• **Texto proporcionado**
Drakensberg: las Montañas Nubladas (2ª parte)



Una vez atravesado el parking situado al inicio del sendero que se dirige hacia la garganta, accedemos a un fantástico entorno protegido por un frondoso y refrescante bosque húmedo, del tipo que se puede ver en Nueva Zelanda o algunas zonas de Escocia, en donde helechos y líquenes son los reyes. Charcos, arroyuelos, cataratas y no pocos barrizales indicaban que nos hallábamos en una zona sometida a intensas precipitaciones. La cadena de las Drakensberg ejerce una intensa influencia sobre las condiciones meteorológicas de todo el país. Se comporta como una especie de canalizador de las lluvias que provienen del océano Índico. En ella descargan las nubes, creando una franja de bosque entre las montañas y el mar que se asienta sobre tierras bien regadas y fértiles. Al oeste de las Drakensberg, el país es considerablemente más árido y cuanto más nos alejamos hacia el norte de las montañas el paisaje va evolucionando, primero hacia la sabana, y luego hasta el desierto del Karoo o del Kalahari, donde las temperaturas llegan fácilmente a los 40º durante el verano. Las Drakensberg son una de una de las pocas regiones del África austral donde las precipitaciones anuales superan los 1.400 mm, con una escorrentía mayor debido al deshielo de las nieves invernales. En realidad, los ríos permanentes más importantes de Sudáfrica nacen en esta cordillera o en sus estribaciones, entre los cuales destacan el Orange, el Vaal, el Tugela, el Pongolo, el Usutu y el Letaba.

• **Tareas del ejercicio**
**A)** Responde estas preguntas sobre el texto de las Drakensberg:
(i) ¿De qué océano provienen las lluvias que canaliza la cordillera?
(ii) ¿Qué temperatura alcanzan fácilmente en verano el desierto del Karoo o el del Kalahari?
(iii) ¿Qué cifra superan las precipitaciones anuales en las Drakensberg?
**B)** Cuenta cuántas líneas de los registros contienen la palabra "track". Da solo el número.
El texto y los registros proceden de fuentes distintas.

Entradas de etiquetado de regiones

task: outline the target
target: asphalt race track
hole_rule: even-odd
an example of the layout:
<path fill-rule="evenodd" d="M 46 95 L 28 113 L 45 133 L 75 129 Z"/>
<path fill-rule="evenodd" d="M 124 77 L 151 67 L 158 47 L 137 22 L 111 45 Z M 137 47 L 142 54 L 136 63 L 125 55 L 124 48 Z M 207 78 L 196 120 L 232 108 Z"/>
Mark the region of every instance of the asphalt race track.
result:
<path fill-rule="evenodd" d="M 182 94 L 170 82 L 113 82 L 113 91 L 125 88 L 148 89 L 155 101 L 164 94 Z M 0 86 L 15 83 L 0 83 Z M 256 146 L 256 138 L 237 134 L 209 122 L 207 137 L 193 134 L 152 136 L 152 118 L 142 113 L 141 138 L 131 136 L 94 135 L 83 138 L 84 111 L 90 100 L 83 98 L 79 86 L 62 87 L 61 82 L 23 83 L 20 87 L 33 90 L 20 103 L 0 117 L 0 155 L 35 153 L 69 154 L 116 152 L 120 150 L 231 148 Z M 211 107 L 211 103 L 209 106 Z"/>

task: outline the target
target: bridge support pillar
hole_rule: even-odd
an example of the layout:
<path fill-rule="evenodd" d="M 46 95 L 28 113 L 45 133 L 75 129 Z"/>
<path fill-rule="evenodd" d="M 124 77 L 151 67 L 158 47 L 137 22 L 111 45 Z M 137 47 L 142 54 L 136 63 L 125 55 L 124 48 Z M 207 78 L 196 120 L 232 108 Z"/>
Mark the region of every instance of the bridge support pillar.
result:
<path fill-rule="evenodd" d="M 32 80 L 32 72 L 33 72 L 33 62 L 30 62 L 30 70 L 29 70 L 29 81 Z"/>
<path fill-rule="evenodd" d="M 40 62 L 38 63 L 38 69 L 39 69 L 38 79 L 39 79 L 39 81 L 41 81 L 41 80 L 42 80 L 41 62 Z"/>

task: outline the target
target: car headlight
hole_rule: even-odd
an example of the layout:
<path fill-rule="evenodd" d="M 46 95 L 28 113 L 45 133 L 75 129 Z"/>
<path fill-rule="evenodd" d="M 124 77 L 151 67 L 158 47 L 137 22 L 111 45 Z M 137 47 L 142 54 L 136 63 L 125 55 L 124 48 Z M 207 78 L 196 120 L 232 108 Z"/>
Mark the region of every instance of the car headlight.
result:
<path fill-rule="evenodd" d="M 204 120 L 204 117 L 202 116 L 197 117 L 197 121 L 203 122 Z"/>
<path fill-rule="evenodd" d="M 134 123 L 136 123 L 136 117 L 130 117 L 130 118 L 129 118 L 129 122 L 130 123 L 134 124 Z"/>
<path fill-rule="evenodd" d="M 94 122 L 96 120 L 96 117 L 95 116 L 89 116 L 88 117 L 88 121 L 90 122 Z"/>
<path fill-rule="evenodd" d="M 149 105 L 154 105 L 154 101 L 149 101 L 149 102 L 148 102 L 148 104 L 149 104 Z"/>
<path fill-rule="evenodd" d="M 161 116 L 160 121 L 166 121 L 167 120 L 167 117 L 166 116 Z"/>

• **Respuestas**
**A)**
(i) Del océano Índico.
(ii) 40º.
(iii) 1.400 mm.

**B)** 2